> [Supplied data]
:::
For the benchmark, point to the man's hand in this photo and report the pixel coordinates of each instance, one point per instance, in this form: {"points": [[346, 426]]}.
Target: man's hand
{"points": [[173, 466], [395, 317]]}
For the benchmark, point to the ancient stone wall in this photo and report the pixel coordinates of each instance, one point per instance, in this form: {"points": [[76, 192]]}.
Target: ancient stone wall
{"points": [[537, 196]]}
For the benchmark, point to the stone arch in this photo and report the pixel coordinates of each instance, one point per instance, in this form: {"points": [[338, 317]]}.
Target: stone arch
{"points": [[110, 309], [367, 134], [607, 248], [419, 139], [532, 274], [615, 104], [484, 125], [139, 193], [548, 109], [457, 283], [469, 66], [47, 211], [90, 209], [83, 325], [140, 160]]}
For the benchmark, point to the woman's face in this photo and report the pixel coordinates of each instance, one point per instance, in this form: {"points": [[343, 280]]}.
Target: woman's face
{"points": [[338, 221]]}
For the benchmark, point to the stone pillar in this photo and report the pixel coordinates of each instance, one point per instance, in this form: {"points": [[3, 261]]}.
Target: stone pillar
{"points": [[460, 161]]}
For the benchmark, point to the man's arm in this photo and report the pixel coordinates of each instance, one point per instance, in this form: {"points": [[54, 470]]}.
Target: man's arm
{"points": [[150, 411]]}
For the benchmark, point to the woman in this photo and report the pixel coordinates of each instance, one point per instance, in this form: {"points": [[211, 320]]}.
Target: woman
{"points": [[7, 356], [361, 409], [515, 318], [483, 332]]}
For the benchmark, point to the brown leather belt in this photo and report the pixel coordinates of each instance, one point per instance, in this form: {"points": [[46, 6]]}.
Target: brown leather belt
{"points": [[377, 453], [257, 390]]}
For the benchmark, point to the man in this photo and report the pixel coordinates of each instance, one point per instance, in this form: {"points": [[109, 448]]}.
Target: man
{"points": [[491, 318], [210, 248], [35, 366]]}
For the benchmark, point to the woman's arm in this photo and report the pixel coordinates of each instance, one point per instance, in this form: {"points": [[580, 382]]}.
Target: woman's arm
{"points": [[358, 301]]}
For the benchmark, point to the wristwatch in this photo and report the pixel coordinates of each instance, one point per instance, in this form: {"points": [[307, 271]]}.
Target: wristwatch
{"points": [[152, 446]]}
:::
Write the complete data out, exactly as above.

> [Full solution]
For the benchmark, point to the man's hand in this photo and report the pixel coordinates of each instance, one point per instance, in this form: {"points": [[346, 426]]}.
Target: man's hand
{"points": [[173, 466], [395, 317]]}
For the benchmark, point to the ancient stone wall in this photo and report the pixel coordinates of each instance, one point per instance, in this form: {"points": [[76, 192]]}.
Target: ancient stone wall
{"points": [[537, 196]]}
For the benchmark, point to the stone arch in this photo and report the pixel coordinates of each instance, one point per instance, in this form: {"points": [[338, 317]]}.
Target: stone arch
{"points": [[110, 309], [367, 134], [607, 248], [419, 139], [532, 274], [615, 104], [484, 125], [139, 193], [548, 109], [457, 283], [469, 66], [47, 211], [90, 209], [83, 325], [140, 160]]}
For the benchmark, point to the woman's face in this photo and report the pixel coordinates of each instance, one point per instance, in this form: {"points": [[343, 280]]}.
Target: woman's face
{"points": [[338, 221]]}
For the benchmark, point to the stone pillar in this photo and report the pixel coordinates of each instance, one point per instance, in this form: {"points": [[3, 261]]}.
Target: stone pillar
{"points": [[460, 161]]}
For the benchmark, point to the man's arm in this photo and report the pixel coordinates of each instance, one point per instance, in this form: {"points": [[54, 470]]}.
Target: man's arm
{"points": [[150, 411]]}
For the benchmark, point to the woman in this photo and report the pixel coordinates of each instance, one point per instance, in this form: {"points": [[211, 320]]}.
Target: woman
{"points": [[7, 356], [361, 409], [515, 318], [483, 332]]}
For the benchmark, point to the brown leather belt in this photo and report the pixel coordinates of each instance, one point per instance, in this form: {"points": [[46, 6]]}.
Target: brown leather belt
{"points": [[377, 453], [257, 390]]}
For the benchmark, point to the man in this photo and report the pixel coordinates of each instance, one point per instance, in this form: {"points": [[109, 448]]}.
Target: man
{"points": [[491, 318], [210, 248], [35, 366]]}
For the benchmark, point to the woman's arm in this photo and report the pixel coordinates of each instance, one point per instance, in this form: {"points": [[580, 382]]}.
Target: woman's arm
{"points": [[358, 301]]}
For the benchmark, point to the wristwatch in this photo and report the pixel coordinates of each instance, one point per instance, in this form: {"points": [[307, 271]]}.
Target: wristwatch
{"points": [[152, 446]]}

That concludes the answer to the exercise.